**Task statement**
Among the entries that follow, some lines contain the word "attic". Show all of them.

**Exercise material**
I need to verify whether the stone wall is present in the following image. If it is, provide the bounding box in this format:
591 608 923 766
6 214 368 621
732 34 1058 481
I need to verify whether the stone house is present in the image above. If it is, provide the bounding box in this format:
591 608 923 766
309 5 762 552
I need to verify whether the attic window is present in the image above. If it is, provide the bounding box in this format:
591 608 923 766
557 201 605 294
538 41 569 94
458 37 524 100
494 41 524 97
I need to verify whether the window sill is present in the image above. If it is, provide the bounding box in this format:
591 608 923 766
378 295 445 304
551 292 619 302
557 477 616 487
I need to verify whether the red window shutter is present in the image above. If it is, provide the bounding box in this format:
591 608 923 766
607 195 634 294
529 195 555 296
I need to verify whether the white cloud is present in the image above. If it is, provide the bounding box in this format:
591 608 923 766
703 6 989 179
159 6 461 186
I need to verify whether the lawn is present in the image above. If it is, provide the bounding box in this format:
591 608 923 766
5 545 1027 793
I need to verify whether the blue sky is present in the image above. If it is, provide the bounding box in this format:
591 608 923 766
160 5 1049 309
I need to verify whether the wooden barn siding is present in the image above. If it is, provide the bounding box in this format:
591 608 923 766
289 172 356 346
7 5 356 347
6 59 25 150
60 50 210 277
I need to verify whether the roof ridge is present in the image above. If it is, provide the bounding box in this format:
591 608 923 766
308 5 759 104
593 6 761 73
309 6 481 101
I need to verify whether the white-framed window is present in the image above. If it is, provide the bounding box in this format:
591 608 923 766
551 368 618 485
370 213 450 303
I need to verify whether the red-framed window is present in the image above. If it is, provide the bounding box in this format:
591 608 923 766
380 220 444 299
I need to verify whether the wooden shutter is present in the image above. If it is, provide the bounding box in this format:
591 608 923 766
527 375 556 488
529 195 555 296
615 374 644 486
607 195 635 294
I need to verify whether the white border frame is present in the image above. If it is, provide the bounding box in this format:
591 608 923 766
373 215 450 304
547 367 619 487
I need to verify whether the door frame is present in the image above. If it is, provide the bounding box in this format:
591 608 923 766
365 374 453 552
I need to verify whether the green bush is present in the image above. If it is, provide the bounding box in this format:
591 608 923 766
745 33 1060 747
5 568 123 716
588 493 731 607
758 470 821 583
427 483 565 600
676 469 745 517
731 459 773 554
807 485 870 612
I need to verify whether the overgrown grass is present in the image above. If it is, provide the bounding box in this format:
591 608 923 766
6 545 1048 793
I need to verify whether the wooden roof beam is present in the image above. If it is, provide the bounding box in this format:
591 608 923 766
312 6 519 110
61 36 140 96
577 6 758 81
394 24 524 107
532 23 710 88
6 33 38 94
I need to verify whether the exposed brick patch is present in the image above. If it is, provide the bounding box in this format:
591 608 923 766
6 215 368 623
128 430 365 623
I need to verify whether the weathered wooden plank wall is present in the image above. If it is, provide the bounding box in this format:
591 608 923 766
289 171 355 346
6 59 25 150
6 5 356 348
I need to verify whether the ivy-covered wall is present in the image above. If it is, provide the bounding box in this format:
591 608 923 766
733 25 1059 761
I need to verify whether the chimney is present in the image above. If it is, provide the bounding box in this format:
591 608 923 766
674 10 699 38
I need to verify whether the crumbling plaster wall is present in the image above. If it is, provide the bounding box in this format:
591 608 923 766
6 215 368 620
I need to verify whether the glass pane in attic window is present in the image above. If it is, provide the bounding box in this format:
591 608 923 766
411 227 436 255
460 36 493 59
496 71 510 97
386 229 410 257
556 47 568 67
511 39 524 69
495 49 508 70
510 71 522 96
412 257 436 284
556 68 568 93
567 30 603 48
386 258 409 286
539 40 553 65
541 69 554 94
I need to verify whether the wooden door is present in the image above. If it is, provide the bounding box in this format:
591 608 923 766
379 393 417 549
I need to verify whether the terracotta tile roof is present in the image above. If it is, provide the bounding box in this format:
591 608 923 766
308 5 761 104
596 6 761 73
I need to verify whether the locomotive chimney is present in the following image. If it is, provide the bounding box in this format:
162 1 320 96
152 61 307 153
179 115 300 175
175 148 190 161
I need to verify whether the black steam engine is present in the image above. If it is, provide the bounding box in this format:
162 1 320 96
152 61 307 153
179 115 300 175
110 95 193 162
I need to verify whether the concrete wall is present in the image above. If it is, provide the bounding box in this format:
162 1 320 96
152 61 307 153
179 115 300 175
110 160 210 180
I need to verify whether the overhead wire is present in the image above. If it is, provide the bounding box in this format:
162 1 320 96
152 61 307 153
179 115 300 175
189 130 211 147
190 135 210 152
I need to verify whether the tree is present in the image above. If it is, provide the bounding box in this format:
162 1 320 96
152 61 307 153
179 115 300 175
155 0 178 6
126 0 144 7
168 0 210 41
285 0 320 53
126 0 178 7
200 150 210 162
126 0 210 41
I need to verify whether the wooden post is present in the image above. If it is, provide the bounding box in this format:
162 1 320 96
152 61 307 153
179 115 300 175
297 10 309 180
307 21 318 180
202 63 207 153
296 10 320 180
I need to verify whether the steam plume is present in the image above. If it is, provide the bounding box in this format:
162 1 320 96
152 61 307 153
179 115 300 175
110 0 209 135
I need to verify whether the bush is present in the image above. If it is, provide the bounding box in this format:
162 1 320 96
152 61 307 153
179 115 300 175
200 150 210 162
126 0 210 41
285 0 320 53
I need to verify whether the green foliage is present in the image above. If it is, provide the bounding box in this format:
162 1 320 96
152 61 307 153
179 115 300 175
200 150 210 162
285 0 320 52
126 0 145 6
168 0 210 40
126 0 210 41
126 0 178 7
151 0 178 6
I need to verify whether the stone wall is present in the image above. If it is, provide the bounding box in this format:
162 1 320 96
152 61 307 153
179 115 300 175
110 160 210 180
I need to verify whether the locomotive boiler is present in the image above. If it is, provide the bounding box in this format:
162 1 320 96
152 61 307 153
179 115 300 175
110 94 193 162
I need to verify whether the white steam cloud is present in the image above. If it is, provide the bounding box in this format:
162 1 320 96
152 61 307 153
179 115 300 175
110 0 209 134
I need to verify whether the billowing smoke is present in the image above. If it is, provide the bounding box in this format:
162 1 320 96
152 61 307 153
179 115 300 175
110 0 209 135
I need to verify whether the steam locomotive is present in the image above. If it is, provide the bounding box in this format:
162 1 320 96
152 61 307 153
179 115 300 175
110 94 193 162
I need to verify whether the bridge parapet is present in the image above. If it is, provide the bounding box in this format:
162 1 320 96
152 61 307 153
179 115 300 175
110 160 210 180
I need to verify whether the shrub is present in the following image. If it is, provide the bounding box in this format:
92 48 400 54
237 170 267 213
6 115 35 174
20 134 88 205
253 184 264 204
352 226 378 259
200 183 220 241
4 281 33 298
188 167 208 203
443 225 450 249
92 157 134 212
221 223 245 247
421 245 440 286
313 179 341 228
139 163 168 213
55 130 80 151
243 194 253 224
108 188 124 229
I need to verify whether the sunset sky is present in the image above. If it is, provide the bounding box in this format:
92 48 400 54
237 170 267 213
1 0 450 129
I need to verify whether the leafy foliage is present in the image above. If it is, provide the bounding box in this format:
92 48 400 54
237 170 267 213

**Solution**
I need to verify whether the attic window is present in the image above. If it is, provide the bounding box in this format:
I need to verify whether the glass pane in attic window is present in the image above. If it is, provide the bounding box in this format:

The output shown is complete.